* Entries
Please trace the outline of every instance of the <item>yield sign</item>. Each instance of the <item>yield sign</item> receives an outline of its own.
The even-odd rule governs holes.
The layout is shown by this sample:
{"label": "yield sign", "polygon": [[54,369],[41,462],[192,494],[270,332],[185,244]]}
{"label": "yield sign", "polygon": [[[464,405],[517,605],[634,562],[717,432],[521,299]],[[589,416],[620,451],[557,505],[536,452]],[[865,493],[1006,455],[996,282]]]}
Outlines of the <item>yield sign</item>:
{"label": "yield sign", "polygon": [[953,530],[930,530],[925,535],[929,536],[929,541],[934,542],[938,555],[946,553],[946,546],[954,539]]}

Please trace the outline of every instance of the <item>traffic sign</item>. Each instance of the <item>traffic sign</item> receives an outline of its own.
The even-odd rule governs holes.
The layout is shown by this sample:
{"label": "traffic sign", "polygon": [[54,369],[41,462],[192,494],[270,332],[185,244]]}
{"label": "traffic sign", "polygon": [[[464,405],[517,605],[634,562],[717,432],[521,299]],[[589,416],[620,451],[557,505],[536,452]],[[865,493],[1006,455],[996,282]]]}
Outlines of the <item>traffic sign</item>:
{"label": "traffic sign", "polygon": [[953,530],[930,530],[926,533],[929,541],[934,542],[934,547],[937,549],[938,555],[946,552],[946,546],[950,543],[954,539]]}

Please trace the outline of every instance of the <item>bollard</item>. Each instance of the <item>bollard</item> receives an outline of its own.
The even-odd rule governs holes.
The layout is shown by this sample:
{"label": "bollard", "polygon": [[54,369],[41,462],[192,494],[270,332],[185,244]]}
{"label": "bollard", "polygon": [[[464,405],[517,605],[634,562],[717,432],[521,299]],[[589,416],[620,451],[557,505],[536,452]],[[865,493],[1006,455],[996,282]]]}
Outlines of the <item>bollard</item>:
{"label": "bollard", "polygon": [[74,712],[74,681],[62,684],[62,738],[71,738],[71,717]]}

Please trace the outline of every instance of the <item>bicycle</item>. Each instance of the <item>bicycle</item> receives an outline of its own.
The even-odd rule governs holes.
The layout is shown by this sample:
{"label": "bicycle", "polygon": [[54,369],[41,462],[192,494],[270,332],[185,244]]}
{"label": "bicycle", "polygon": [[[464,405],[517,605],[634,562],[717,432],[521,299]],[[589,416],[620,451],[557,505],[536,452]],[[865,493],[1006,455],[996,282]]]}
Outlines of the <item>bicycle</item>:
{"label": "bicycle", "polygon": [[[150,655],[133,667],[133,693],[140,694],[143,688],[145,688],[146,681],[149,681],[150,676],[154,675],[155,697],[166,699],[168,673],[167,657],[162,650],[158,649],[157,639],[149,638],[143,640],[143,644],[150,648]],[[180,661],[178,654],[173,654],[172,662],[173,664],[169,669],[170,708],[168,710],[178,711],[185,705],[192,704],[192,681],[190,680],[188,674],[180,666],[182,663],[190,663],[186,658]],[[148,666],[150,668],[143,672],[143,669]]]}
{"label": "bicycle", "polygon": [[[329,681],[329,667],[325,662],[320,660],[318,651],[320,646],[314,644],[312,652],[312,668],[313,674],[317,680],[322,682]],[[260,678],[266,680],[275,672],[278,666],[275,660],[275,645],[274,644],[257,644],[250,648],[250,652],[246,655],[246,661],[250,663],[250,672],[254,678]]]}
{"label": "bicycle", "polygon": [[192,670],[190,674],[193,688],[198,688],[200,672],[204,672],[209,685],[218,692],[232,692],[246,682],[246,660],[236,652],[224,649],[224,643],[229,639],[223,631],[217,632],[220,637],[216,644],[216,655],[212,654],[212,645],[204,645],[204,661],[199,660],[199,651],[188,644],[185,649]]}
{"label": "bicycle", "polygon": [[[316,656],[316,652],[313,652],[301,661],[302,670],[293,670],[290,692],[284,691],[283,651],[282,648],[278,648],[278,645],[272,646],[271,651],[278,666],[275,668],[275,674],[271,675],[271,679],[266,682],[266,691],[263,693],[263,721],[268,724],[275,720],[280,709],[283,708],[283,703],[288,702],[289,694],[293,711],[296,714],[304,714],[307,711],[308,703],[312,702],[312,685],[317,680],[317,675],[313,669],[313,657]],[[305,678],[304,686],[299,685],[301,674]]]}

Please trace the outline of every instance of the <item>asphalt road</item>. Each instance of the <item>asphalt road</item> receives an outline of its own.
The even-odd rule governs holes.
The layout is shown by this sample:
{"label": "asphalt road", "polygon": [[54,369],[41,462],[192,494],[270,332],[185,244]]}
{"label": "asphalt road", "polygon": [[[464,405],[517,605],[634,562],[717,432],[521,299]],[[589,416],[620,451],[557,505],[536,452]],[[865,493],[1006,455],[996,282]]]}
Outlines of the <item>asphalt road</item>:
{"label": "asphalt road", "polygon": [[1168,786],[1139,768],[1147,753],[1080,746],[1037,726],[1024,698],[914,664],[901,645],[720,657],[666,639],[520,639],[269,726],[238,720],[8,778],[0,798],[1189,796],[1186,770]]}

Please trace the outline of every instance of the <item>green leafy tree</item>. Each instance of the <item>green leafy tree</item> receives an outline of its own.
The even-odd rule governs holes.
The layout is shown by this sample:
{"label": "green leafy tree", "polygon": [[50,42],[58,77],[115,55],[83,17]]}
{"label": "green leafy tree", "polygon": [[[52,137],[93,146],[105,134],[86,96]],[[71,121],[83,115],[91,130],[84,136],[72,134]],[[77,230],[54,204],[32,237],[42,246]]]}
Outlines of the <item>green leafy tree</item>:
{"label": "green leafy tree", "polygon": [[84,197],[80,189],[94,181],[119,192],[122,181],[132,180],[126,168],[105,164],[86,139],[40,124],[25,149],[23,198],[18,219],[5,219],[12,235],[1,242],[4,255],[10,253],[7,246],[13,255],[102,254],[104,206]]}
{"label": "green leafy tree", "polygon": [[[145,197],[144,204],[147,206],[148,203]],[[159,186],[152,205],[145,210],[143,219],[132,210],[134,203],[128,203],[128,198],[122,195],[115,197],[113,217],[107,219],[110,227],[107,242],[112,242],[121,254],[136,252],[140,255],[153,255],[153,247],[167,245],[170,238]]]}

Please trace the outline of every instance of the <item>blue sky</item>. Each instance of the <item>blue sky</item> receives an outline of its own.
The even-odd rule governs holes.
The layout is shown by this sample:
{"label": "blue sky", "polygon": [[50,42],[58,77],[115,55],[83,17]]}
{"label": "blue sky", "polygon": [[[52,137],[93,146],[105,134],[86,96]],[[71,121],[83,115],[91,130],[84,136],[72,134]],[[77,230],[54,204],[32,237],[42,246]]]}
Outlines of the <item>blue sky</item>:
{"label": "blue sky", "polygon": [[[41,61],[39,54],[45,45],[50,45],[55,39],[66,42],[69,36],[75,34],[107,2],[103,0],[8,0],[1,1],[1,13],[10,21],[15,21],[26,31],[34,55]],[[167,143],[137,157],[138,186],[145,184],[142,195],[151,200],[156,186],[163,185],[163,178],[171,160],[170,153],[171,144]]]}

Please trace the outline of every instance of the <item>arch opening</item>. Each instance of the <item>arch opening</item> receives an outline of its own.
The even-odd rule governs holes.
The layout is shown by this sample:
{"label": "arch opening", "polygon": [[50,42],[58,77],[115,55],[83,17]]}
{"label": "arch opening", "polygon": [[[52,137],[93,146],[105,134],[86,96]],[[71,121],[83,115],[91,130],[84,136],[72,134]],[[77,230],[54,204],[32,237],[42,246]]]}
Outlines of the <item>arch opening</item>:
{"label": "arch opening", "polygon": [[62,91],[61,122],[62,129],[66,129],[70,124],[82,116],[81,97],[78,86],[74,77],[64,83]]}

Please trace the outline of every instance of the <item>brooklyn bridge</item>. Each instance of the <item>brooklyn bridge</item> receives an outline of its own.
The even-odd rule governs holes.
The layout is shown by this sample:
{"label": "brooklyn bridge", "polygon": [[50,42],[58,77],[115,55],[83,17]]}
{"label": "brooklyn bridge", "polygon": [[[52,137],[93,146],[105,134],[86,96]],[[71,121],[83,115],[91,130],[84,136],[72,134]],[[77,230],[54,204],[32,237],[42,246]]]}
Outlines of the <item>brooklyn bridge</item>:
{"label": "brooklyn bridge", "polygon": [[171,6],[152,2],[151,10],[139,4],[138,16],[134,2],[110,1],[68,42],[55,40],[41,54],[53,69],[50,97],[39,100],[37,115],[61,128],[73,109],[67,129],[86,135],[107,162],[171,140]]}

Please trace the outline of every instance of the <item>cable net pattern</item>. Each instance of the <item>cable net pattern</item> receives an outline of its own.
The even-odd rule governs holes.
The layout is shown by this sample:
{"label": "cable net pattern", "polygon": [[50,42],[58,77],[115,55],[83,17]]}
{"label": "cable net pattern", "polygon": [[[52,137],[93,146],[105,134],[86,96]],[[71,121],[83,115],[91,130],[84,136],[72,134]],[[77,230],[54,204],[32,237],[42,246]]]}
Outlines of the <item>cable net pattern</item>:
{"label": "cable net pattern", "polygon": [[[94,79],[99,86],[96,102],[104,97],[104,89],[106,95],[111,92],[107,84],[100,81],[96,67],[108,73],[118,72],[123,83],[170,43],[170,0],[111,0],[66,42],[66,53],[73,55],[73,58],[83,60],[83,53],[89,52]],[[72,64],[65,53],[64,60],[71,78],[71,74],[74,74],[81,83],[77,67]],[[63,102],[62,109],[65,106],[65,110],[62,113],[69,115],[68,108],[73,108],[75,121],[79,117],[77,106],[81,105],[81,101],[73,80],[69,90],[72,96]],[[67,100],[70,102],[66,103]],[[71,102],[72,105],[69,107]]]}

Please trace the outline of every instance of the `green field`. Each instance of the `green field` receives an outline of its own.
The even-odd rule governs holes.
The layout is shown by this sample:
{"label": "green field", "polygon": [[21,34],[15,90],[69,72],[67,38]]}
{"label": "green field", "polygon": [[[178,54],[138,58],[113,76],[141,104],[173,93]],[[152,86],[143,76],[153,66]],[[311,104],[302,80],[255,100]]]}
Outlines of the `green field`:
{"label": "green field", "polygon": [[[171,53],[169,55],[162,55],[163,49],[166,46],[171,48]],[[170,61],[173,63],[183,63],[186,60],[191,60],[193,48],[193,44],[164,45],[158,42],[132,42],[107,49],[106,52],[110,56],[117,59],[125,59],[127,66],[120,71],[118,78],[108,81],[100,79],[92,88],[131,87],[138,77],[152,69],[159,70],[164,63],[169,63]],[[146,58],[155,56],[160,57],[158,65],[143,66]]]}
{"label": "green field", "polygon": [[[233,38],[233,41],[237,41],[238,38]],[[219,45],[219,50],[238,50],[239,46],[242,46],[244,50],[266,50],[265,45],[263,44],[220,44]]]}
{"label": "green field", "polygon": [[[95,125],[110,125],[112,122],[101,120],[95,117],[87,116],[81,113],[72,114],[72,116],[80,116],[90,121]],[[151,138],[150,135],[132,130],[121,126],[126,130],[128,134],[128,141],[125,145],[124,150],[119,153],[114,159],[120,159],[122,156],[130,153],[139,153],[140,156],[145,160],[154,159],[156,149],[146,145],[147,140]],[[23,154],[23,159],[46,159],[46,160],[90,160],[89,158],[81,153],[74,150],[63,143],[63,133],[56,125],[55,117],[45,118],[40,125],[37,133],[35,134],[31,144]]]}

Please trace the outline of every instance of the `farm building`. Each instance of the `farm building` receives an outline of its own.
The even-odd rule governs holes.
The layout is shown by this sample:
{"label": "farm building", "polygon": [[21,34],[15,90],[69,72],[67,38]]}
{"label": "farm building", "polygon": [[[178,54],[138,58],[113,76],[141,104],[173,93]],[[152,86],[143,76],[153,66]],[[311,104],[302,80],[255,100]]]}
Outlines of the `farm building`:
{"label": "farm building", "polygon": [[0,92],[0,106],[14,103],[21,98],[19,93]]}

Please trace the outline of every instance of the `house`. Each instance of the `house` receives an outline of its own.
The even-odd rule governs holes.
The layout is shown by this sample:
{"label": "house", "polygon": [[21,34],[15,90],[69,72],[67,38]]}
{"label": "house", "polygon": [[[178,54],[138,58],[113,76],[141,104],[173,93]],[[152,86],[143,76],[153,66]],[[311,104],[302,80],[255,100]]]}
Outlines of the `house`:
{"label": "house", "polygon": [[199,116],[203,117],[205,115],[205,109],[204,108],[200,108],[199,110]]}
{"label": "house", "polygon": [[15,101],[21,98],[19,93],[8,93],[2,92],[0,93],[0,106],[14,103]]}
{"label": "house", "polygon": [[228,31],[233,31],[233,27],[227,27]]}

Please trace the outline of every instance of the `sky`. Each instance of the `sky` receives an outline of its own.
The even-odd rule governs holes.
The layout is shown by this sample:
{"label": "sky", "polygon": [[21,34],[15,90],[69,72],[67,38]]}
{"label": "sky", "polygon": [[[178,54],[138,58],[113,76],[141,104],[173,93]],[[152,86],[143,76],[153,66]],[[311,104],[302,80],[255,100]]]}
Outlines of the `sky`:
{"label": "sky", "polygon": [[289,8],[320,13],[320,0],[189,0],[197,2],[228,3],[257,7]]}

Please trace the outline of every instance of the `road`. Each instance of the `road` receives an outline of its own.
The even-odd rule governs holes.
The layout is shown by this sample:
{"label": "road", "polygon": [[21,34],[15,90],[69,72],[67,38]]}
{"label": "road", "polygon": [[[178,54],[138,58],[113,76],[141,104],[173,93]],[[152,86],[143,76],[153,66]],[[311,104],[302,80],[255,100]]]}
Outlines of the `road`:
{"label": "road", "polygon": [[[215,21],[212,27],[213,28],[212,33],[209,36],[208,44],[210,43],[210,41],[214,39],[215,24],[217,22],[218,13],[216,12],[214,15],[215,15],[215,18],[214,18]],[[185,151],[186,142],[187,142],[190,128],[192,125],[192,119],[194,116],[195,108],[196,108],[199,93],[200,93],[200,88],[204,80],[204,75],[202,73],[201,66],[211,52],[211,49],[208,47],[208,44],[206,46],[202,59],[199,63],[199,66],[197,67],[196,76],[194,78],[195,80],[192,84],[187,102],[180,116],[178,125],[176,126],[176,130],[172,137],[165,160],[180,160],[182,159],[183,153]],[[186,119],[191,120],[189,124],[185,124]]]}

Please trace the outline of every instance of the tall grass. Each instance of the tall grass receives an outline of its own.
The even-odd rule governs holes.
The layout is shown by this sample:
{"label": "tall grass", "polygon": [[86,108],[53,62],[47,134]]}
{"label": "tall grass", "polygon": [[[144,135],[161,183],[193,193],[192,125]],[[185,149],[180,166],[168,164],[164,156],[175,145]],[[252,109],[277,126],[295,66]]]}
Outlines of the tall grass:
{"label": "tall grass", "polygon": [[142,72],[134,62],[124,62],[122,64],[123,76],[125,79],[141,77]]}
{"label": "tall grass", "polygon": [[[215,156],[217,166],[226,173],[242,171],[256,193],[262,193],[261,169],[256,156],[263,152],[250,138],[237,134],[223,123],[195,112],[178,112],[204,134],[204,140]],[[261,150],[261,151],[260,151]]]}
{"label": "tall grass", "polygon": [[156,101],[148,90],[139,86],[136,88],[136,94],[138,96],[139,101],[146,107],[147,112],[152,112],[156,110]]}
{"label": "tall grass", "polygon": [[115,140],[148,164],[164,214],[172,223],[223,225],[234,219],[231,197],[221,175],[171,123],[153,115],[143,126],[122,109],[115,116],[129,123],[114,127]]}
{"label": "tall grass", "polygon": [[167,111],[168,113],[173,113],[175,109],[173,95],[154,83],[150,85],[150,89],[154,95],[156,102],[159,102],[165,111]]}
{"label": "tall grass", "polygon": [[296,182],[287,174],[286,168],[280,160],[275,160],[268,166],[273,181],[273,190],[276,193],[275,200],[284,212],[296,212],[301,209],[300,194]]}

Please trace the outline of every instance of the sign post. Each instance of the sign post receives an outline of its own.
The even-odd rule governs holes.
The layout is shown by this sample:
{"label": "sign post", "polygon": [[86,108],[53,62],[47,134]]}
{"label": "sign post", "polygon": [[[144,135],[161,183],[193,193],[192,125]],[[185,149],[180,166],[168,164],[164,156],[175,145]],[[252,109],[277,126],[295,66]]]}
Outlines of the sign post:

* Required task
Take the line holding "Please trace the outline of every instance of the tall" and all lines after it through the end of the data, and set them down exactly.

* Result of this exercise
Please trace the outline of every instance of the tall grass. Each instance of the tall grass receives an outline of its own.
The even-odd rule governs holes.
The layout is shown by this sample:
{"label": "tall grass", "polygon": [[86,108],[53,62],[47,134]]}
{"label": "tall grass", "polygon": [[[144,135],[161,183],[193,193],[192,125]],[[185,149],[180,166],[168,164],[164,156],[175,145]],[[252,109],[277,126],[295,66]]]}
Outlines of the tall grass:
{"label": "tall grass", "polygon": [[142,72],[134,62],[124,62],[122,64],[123,76],[125,79],[141,77]]}
{"label": "tall grass", "polygon": [[[215,156],[217,166],[226,173],[242,171],[256,193],[262,193],[261,169],[256,156],[263,152],[250,138],[237,134],[223,123],[195,112],[178,112],[204,134],[204,140]],[[261,150],[261,151],[260,151]]]}
{"label": "tall grass", "polygon": [[156,101],[148,90],[139,86],[136,88],[136,94],[138,96],[139,101],[146,107],[147,112],[152,112],[156,110]]}
{"label": "tall grass", "polygon": [[115,140],[148,164],[164,214],[172,223],[223,225],[234,219],[231,197],[221,175],[171,123],[153,115],[143,126],[122,109],[115,116],[129,123],[114,127]]}
{"label": "tall grass", "polygon": [[167,111],[168,113],[173,113],[175,109],[173,95],[154,83],[150,85],[150,89],[154,95],[156,102],[159,102],[165,111]]}
{"label": "tall grass", "polygon": [[296,182],[287,174],[286,168],[280,160],[275,160],[268,166],[273,181],[273,190],[276,193],[275,200],[284,212],[296,212],[301,209],[300,194]]}

Please trace the outline of every instance of the sign post. Each instance of the sign post receives an outline of its own.
The even-odd rule governs holes.
The layout is shown by this sample:
{"label": "sign post", "polygon": [[86,108],[53,62],[47,134]]}
{"label": "sign post", "polygon": [[[144,135],[161,183],[193,193],[192,125]],[[185,149],[180,166],[168,164],[164,156],[175,145]],[[252,109],[277,126],[295,66]]]}
Outlines of the sign post:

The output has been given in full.